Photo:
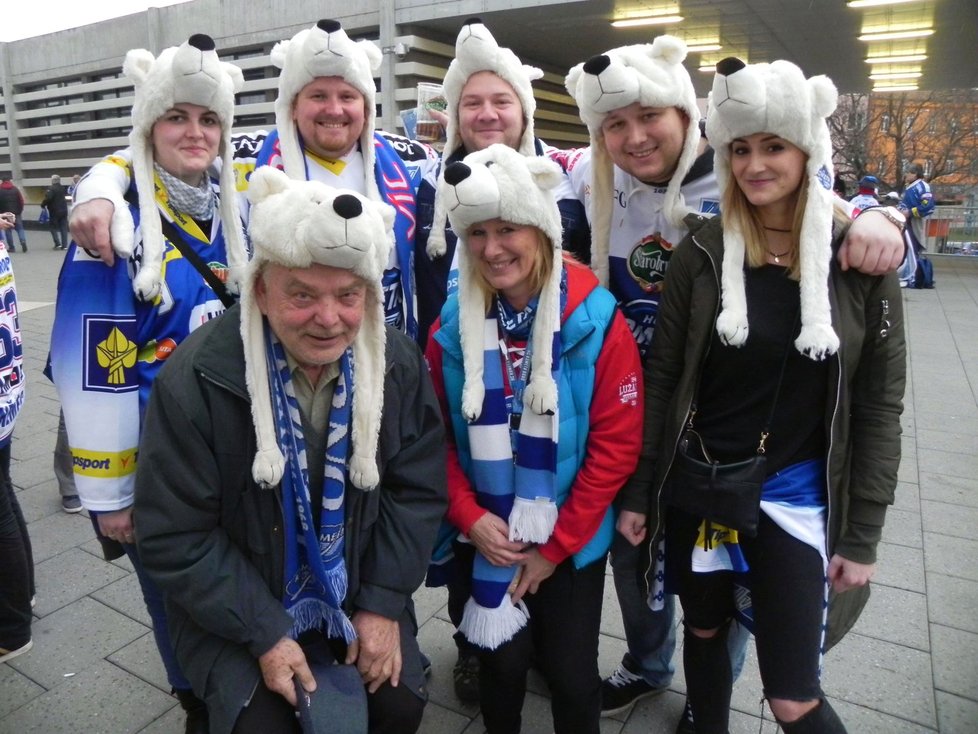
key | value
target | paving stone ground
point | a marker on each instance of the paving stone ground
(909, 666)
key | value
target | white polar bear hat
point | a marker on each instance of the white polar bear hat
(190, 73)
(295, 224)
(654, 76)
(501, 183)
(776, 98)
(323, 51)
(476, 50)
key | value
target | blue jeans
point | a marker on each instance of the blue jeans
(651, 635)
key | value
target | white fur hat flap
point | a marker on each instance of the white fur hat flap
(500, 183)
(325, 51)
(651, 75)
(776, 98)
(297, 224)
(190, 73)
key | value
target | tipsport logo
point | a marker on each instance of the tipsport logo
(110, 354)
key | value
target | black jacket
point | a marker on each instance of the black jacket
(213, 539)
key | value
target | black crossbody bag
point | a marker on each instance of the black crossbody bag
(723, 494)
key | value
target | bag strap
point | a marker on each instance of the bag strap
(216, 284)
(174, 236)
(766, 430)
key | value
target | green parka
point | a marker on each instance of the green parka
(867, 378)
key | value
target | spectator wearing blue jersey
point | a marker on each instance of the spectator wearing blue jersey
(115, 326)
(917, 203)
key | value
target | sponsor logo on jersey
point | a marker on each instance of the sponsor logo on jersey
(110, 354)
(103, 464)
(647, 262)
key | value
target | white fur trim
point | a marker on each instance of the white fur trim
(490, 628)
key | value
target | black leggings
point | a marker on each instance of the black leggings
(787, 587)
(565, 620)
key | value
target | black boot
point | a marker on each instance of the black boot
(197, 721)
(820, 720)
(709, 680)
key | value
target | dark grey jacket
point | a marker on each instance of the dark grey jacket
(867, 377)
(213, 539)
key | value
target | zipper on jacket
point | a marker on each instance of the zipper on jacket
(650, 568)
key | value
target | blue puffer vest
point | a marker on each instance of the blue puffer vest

**What you are asked to do:**
Among the records above, find the lines where the word "puffer" appears and copy them.

**Answer:**
target | blue puffer vest
point | a marker on each instance of the blue puffer vest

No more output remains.